- GIVEN INFORMATION -
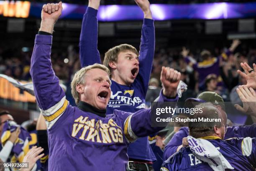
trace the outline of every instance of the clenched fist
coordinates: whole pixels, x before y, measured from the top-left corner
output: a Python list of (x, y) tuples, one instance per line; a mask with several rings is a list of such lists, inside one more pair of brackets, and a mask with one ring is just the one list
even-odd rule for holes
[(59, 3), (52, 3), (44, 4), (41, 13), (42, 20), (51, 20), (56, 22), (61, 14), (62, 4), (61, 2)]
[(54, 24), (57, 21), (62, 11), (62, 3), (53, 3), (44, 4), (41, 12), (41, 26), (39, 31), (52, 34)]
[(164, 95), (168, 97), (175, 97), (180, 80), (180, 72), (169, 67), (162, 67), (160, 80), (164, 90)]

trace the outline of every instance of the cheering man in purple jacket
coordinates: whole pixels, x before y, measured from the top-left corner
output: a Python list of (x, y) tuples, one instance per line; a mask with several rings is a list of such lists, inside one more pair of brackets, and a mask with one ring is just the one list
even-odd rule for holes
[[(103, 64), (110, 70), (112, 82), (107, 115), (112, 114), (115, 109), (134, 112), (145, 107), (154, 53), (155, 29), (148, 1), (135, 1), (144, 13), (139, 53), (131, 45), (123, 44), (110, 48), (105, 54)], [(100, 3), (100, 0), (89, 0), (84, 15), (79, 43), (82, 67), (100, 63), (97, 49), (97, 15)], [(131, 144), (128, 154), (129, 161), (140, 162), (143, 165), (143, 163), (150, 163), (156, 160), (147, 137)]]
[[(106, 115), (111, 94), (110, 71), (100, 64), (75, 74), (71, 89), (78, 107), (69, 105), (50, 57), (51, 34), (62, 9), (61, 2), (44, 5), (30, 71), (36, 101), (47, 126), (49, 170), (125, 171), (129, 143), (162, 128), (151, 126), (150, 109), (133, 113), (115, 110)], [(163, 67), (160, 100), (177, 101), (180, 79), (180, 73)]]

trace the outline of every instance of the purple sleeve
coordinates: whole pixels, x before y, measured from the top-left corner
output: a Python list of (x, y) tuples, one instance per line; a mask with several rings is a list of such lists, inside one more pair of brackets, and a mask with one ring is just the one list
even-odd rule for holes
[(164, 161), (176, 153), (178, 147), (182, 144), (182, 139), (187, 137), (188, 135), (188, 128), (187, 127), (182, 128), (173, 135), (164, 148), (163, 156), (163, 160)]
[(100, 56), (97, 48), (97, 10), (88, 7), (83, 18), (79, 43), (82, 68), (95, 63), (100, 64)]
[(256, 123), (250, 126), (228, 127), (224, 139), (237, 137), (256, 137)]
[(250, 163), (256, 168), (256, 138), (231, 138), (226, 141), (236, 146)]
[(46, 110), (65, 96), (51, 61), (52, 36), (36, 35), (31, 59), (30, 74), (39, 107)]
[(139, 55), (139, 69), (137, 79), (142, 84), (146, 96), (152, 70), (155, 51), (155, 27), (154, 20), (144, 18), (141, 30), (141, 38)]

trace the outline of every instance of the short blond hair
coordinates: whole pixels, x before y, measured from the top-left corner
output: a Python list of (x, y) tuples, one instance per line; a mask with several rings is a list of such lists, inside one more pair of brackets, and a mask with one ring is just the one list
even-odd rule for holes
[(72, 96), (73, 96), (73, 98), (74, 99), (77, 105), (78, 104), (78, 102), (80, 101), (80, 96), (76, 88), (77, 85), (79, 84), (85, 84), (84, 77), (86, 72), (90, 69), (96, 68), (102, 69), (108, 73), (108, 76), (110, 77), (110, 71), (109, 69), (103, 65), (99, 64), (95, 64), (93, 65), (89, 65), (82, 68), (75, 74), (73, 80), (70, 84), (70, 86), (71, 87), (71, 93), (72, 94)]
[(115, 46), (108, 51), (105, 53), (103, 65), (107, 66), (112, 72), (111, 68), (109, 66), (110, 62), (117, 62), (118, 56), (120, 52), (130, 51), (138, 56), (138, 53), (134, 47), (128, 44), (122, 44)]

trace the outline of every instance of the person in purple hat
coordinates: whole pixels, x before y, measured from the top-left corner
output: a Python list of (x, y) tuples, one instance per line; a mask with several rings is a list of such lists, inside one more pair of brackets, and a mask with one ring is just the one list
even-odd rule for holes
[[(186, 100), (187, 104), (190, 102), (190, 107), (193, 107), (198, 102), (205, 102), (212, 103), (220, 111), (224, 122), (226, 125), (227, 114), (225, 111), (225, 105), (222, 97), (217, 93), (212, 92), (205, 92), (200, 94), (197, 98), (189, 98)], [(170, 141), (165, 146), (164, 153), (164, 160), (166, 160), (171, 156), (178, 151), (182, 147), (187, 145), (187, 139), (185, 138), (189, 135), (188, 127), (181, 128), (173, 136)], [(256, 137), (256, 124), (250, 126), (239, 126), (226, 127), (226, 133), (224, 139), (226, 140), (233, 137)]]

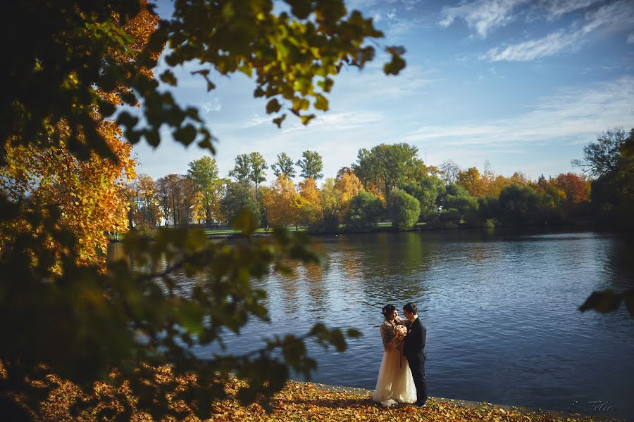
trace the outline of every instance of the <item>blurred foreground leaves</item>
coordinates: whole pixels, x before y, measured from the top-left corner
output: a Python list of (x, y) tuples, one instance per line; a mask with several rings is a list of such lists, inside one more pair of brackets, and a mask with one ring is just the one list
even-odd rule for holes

- GIVEN EXERCISE -
Omit the pictures and give the material again, exactly and in full.

- SOLUTION FOR THIS TASK -
trace the outline of every instance of the clenched fist
coordinates: whole pixels, x before y, measured from the top-left corner
output: a Python list of (x, y) tuples, one instance per line; a mask with several rings is a list of such lists, inside one more pair of brackets, and a mask with one ring is just the one list
even-odd rule for holes
[(59, 3), (52, 3), (44, 4), (41, 13), (42, 20), (51, 20), (56, 22), (61, 14), (62, 4), (61, 2)]
[(54, 24), (57, 21), (62, 11), (62, 3), (53, 3), (44, 4), (41, 12), (41, 26), (39, 31), (52, 34)]
[(164, 95), (168, 97), (175, 97), (180, 80), (180, 72), (169, 67), (162, 67), (160, 80), (164, 90)]

trace the outline of every instance of the cheering man in purple jacket
coordinates: whole pixels, x before y, measured from the top-left corner
output: a Python list of (x, y) tuples, one instance per line; a mask with several rings is a list of such lists, inside one more pair of brackets, and a mask with one ring is just the one list
even-odd rule for holes
[[(103, 64), (110, 70), (112, 82), (107, 115), (112, 114), (115, 109), (134, 112), (145, 107), (154, 53), (155, 29), (148, 1), (135, 1), (144, 13), (139, 53), (131, 45), (123, 44), (110, 48), (105, 54)], [(100, 3), (100, 0), (89, 0), (84, 15), (79, 43), (82, 67), (100, 63), (97, 49), (97, 15)], [(131, 144), (128, 154), (129, 161), (140, 162), (143, 165), (143, 163), (150, 163), (156, 160), (147, 137)]]
[[(106, 115), (111, 94), (110, 71), (100, 64), (75, 74), (71, 89), (78, 107), (69, 105), (50, 57), (51, 34), (62, 9), (61, 2), (44, 5), (30, 71), (36, 101), (47, 126), (49, 170), (125, 171), (129, 143), (162, 128), (151, 126), (150, 109), (133, 113), (115, 110)], [(163, 67), (160, 100), (177, 101), (180, 79), (180, 73)]]

trace the outline of every instance of the purple sleeve
coordinates: whole pixels, x before y, measured from the top-left corner
output: a Python list of (x, y) tuples, one instance per line; a mask with several rings is a list of such lists, inside one more pair of brackets, and a mask with one ring is just the one list
even-odd rule for holes
[(164, 161), (176, 153), (178, 147), (182, 144), (182, 139), (187, 137), (188, 135), (188, 128), (187, 127), (182, 128), (173, 135), (164, 148), (163, 156), (163, 160)]
[(100, 56), (97, 48), (97, 10), (88, 7), (83, 18), (79, 43), (82, 68), (95, 63), (100, 64)]
[(256, 123), (250, 126), (228, 127), (224, 139), (237, 137), (256, 137)]
[(250, 163), (256, 168), (256, 138), (231, 138), (226, 141), (236, 146)]
[(46, 110), (65, 96), (51, 61), (52, 36), (36, 35), (31, 59), (30, 74), (39, 107)]
[(139, 55), (139, 69), (137, 79), (142, 84), (146, 96), (152, 70), (155, 51), (155, 27), (154, 20), (144, 18), (141, 30), (141, 38)]

trace the outline of every instance of the short blond hair
coordinates: whole pixels, x before y, measured from the top-left corner
output: a Python list of (x, y) tuples, one instance per line; a mask with several rings is a list of such lists, inside one more pair of brackets, and a mask with one ring is just the one list
even-odd rule for holes
[(72, 96), (73, 96), (73, 98), (74, 99), (77, 105), (78, 104), (78, 102), (80, 101), (80, 96), (76, 88), (77, 85), (79, 84), (85, 84), (84, 77), (86, 72), (90, 69), (96, 68), (102, 69), (108, 73), (108, 76), (110, 77), (110, 71), (109, 69), (103, 65), (99, 64), (95, 64), (93, 65), (89, 65), (82, 68), (75, 74), (73, 80), (70, 84), (70, 86), (71, 87), (71, 93), (72, 94)]
[(115, 46), (108, 51), (105, 53), (103, 65), (107, 66), (112, 72), (111, 68), (109, 66), (110, 62), (117, 62), (118, 56), (120, 52), (130, 51), (138, 56), (138, 53), (134, 47), (128, 44), (122, 44)]

trace the outline of every instance of the person in purple hat
coordinates: whole pixels, x before y, measured from the top-left corner
output: a Python list of (x, y) tuples, one instance per line; a mask with several rings is a list of such lists, inside one more pair of brackets, and a mask with one ring is just the one list
even-odd rule for holes
[[(186, 100), (187, 104), (190, 102), (190, 107), (193, 107), (198, 102), (205, 102), (212, 103), (220, 111), (224, 122), (226, 125), (227, 114), (225, 111), (225, 105), (222, 97), (217, 93), (212, 92), (205, 92), (200, 94), (197, 98), (189, 98)], [(170, 141), (165, 146), (164, 153), (164, 160), (166, 160), (171, 156), (178, 151), (182, 147), (187, 145), (187, 139), (185, 138), (189, 135), (188, 127), (181, 128), (173, 136)], [(256, 137), (256, 124), (250, 126), (239, 126), (226, 127), (226, 133), (224, 139), (226, 140), (233, 137)]]

trace the outline of every instance of the <item>blurred foreground leaves</item>
coordinates: whole pixels, x before y, measured from the top-left corner
output: a Python list of (x, y) tuples, one instance per line; a mask with several rings is a list of such lists, inside one more pair of brackets, and a mask with one ring is just the one list
even-odd rule for holes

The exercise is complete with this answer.